Objectif
Selon l'article sur l'explosion de l'usine AZF à Toulouse, combien de personnes la catastrophe a-t-elle tuées ?
--- Texte à lire ---
Comment a prospéré la théorie de l’attentat ? Décryptage.
Par Sophie Coignard
« Tintin chez AZF ! » C’est un peu moqueur, mais ce n’est pas faux. Depuis l’explosion meurtrière qui s’est produite à Toulouse le 21 septembre 2001, les scénarios tournant autour du « complot d’Etat » resurgissent périodiquement, agités par les Renseignements généraux, par quelques journalistes, par des experts autoproclamés, par d’anciens salariés de l’usine, avec en toile de fond Total, qui laisse supposer bien des choses mais n’avance pas à visage découvert. Chacun a ses raisons pour vouloir à tout prix trouver un attentat sous les décombres du hangar 221. Au bout de deux mois d’un procès-fleuve, où comparaissent comme prévenus l’ancien directeur de l’usine, Serge Biechlin, et la personne morale Grande Paroisse, la filiale de Total qui était propriétaire de l’usine, cette thèse de la « piste intentionnelle » était examinée la semaine dernière par le tribunal correctionnel de Toulouse.
La justice a retenu l’accident industriel pour expliquer la catastrophe qui a coûté la vie à trente personnes et en a blessé des milliers d’autres. Mais, quelques jours après l’accident, déjà, cette hypothèse, étayée par les premières expertises, était remise en question.
Retour en arrière. Le lundi 24 septembre 2001, dans la soirée, le procureur de la République Michel Bréard répond à la presse. Tout le monde vit alors sous le choc de l’anéantissement des tours jumelles, à Manhattan. Quelques journalistes insistent sur l’hypothèse terroriste. Et le procureur de lancer, excédé, qu’il y a « 99 % de chances que ce soit un accident ». Une expression malheureuse, dont il s’explique d’ailleurs, comme témoin, devant le tribunal de Toulouse le 24 mars 2009 : « Je reconnais que je me suis énervé assez vite. Mais rien n’était joué, tout a été vérifié. »
C’est justement ce que conteste, depuis ce jour, le « clan du 1 % ». Me Daniel Soulez-Larivière, l’avocat de Grande Paroisse, qui est aussi dans d’autres affaires, telle l’« Erika », celui de Total, tempête contre les pistes que la police n’a pas explorées, les perquisitions qu’elle aurait effectuées trop tard.
--- Données fournies ---
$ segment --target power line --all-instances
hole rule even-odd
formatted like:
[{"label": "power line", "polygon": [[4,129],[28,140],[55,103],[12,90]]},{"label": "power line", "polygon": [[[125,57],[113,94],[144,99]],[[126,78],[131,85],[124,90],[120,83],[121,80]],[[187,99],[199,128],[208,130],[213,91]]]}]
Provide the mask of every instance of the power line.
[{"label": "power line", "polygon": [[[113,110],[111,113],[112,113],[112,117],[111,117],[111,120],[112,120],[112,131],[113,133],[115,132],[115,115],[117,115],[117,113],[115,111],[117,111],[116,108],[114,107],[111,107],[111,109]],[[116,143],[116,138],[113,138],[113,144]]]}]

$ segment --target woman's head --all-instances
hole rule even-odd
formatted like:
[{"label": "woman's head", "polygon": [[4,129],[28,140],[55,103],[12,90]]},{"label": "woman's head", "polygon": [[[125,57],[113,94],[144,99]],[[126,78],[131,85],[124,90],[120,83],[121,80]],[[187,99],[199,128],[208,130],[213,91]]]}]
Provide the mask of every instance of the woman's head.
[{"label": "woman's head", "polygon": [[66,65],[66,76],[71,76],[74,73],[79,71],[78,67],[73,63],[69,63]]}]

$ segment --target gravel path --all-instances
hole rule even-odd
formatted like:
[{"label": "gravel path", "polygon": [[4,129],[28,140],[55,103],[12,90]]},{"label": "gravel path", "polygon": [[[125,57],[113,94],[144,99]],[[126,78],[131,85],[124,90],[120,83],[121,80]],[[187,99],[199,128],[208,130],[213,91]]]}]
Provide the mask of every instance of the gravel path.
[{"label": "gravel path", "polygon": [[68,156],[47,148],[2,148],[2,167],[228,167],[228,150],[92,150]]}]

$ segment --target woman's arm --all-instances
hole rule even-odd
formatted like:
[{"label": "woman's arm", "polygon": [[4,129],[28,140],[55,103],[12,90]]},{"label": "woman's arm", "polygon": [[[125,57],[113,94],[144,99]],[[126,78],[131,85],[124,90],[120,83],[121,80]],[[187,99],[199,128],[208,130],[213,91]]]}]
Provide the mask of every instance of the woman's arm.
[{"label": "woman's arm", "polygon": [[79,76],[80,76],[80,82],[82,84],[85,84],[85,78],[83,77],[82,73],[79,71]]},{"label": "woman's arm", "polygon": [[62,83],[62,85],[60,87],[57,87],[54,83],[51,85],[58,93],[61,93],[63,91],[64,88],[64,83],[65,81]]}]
---
Résultat
Trente personnes.